**Problem**: Word for word, transcribe the lines from the one containing "on the dormer" through the end of the entries, both included, and nothing else.

**Material to process**:
>> start

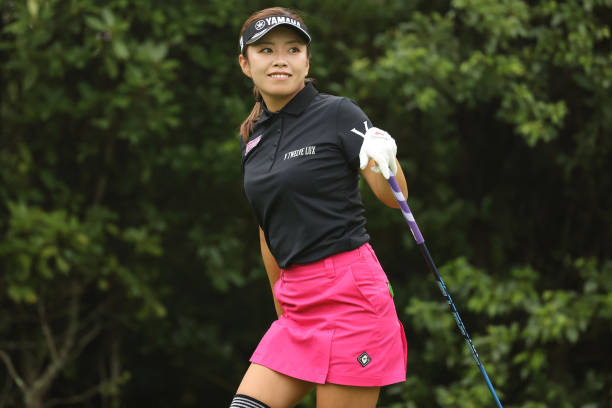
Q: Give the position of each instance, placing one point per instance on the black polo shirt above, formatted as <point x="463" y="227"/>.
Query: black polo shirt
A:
<point x="301" y="176"/>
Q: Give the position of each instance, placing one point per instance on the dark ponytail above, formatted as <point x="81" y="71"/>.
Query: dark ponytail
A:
<point x="247" y="126"/>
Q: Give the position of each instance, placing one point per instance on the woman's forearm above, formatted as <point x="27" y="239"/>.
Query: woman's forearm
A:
<point x="272" y="268"/>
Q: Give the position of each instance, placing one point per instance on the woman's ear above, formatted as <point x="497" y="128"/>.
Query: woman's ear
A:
<point x="244" y="64"/>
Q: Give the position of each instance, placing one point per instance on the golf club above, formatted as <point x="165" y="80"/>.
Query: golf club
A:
<point x="399" y="196"/>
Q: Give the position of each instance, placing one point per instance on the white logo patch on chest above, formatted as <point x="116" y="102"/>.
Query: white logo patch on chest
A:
<point x="304" y="151"/>
<point x="252" y="144"/>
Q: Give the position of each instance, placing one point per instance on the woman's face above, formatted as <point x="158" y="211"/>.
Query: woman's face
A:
<point x="278" y="64"/>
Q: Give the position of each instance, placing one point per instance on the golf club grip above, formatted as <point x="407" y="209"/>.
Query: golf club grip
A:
<point x="418" y="237"/>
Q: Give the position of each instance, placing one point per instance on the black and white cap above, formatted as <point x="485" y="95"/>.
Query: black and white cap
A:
<point x="259" y="28"/>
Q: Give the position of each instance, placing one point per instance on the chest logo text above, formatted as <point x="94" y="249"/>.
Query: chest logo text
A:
<point x="304" y="151"/>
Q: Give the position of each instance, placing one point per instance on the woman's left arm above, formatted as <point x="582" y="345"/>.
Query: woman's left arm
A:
<point x="380" y="186"/>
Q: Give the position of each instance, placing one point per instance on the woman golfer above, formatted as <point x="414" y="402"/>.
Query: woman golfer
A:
<point x="302" y="155"/>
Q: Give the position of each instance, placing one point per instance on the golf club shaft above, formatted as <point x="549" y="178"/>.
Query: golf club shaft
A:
<point x="414" y="228"/>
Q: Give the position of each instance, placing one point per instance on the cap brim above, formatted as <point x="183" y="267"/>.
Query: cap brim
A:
<point x="262" y="33"/>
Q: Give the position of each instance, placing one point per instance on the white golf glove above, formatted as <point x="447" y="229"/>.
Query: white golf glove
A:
<point x="379" y="146"/>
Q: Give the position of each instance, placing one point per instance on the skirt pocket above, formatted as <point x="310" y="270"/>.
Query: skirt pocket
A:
<point x="373" y="289"/>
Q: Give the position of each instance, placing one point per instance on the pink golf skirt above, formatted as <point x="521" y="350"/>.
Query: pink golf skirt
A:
<point x="339" y="323"/>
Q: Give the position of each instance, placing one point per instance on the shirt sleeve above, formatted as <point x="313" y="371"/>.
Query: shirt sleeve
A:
<point x="349" y="117"/>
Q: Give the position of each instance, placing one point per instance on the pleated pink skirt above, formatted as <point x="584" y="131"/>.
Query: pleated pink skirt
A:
<point x="339" y="324"/>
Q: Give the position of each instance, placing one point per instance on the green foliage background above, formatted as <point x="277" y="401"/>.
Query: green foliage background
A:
<point x="129" y="264"/>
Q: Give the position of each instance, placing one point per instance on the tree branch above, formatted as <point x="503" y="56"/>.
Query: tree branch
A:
<point x="47" y="332"/>
<point x="11" y="369"/>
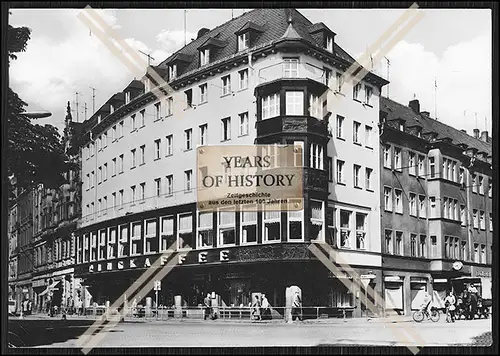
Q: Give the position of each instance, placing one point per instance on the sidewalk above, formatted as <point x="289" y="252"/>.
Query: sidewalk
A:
<point x="360" y="320"/>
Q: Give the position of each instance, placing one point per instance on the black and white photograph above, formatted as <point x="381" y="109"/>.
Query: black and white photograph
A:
<point x="181" y="177"/>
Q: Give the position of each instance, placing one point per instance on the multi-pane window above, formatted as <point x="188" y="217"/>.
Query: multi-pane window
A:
<point x="294" y="103"/>
<point x="356" y="172"/>
<point x="422" y="207"/>
<point x="413" y="204"/>
<point x="432" y="167"/>
<point x="243" y="124"/>
<point x="270" y="106"/>
<point x="360" y="231"/>
<point x="388" y="242"/>
<point x="345" y="229"/>
<point x="185" y="231"/>
<point x="203" y="93"/>
<point x="203" y="134"/>
<point x="368" y="94"/>
<point x="387" y="156"/>
<point x="355" y="132"/>
<point x="272" y="225"/>
<point x="421" y="166"/>
<point x="249" y="226"/>
<point x="387" y="198"/>
<point x="204" y="56"/>
<point x="412" y="164"/>
<point x="170" y="185"/>
<point x="226" y="85"/>
<point x="413" y="245"/>
<point x="243" y="41"/>
<point x="157" y="149"/>
<point x="188" y="135"/>
<point x="295" y="219"/>
<point x="167" y="237"/>
<point x="143" y="153"/>
<point x="205" y="230"/>
<point x="243" y="79"/>
<point x="132" y="162"/>
<point x="227" y="227"/>
<point x="169" y="142"/>
<point x="399" y="243"/>
<point x="340" y="128"/>
<point x="398" y="200"/>
<point x="368" y="136"/>
<point x="340" y="172"/>
<point x="290" y="67"/>
<point x="397" y="158"/>
<point x="187" y="180"/>
<point x="355" y="91"/>
<point x="315" y="106"/>
<point x="226" y="129"/>
<point x="368" y="178"/>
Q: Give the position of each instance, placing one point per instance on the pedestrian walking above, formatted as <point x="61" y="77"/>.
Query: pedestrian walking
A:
<point x="297" y="307"/>
<point x="208" y="306"/>
<point x="449" y="302"/>
<point x="266" y="311"/>
<point x="256" y="308"/>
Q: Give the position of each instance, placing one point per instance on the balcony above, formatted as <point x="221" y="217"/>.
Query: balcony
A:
<point x="291" y="125"/>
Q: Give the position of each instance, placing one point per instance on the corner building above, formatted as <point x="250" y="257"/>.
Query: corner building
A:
<point x="257" y="79"/>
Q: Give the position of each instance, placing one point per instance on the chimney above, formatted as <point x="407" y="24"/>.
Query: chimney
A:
<point x="415" y="105"/>
<point x="202" y="31"/>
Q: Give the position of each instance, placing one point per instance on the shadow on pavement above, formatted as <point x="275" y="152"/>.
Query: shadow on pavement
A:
<point x="29" y="333"/>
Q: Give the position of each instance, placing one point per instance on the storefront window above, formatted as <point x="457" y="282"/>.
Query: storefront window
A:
<point x="167" y="233"/>
<point x="205" y="230"/>
<point x="185" y="231"/>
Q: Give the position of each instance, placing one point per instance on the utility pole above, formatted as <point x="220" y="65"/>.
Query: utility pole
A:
<point x="93" y="99"/>
<point x="149" y="57"/>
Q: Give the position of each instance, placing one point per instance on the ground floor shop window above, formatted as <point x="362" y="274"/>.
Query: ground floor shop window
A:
<point x="167" y="233"/>
<point x="185" y="231"/>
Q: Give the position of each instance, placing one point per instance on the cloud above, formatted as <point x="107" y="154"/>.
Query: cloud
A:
<point x="463" y="76"/>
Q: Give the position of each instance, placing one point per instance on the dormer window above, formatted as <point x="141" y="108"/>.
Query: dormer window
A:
<point x="172" y="71"/>
<point x="204" y="56"/>
<point x="243" y="41"/>
<point x="329" y="44"/>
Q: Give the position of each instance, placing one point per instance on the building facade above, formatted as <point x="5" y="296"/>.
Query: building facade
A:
<point x="257" y="79"/>
<point x="436" y="193"/>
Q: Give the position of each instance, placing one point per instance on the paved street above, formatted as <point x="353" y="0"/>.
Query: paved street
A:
<point x="332" y="332"/>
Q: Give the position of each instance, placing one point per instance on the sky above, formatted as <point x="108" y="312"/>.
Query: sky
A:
<point x="450" y="48"/>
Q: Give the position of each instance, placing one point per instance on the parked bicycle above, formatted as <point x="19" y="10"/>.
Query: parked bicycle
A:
<point x="421" y="314"/>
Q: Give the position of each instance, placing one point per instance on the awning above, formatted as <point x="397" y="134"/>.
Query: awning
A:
<point x="49" y="288"/>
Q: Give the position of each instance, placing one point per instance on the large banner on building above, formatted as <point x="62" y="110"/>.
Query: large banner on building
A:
<point x="250" y="178"/>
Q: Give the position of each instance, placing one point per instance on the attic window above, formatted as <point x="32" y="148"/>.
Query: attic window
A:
<point x="172" y="71"/>
<point x="243" y="41"/>
<point x="329" y="44"/>
<point x="204" y="56"/>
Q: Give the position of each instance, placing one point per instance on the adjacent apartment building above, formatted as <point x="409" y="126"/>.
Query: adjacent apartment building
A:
<point x="257" y="79"/>
<point x="436" y="193"/>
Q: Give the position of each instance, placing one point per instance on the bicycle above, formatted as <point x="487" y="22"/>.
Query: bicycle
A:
<point x="419" y="315"/>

>> end

**Problem solution**:
Q: Give the position of each instance, placing one point per instance on the dormer window above, formatted as <point x="141" y="108"/>.
Query: dormer window
A:
<point x="172" y="71"/>
<point x="204" y="56"/>
<point x="243" y="41"/>
<point x="329" y="44"/>
Q: Give the position of each instance, placing one point per instance on the building facade above, formatted as <point x="5" y="296"/>.
Query: building facade
A:
<point x="257" y="79"/>
<point x="436" y="193"/>
Q: Give the position of each instance, placing one point per instance on the paved street above, formatted as <point x="353" y="0"/>.
Query: paved street
A:
<point x="332" y="332"/>
Q: Give the position of each instance, placing one point per instance on the sky above, formatted as <point x="108" y="312"/>.
Query: sky
A:
<point x="450" y="48"/>
Q: Give the position of each instance, placing one point per instance on the parked bicycle above, formatted as <point x="19" y="10"/>.
Query: parked bicycle
A:
<point x="421" y="314"/>
Q: Give the position of each instance, placing one point per instance on the awning above, formatted as <point x="397" y="134"/>.
Query: awning
A:
<point x="49" y="288"/>
Q: Give the position of each instance, placing one point per instance on the large banner on building above, formatted as <point x="62" y="110"/>.
Query: large banner on building
A:
<point x="250" y="178"/>
Q: Give the position of each instance, placing one point per instance on the attic window above, formatted as <point x="32" y="148"/>.
Query: attic window
A:
<point x="172" y="71"/>
<point x="243" y="41"/>
<point x="329" y="44"/>
<point x="204" y="56"/>
Q: Give the position of each instance, placing one point per instance on the adjacent apartment building above, formatted as <point x="409" y="126"/>.
Query: adjacent apartment building
A:
<point x="257" y="79"/>
<point x="436" y="193"/>
Q: Give the position of each instance, placing one point per instance on the bicycle above, formatted as <point x="487" y="22"/>.
Query: bicycle
A:
<point x="419" y="315"/>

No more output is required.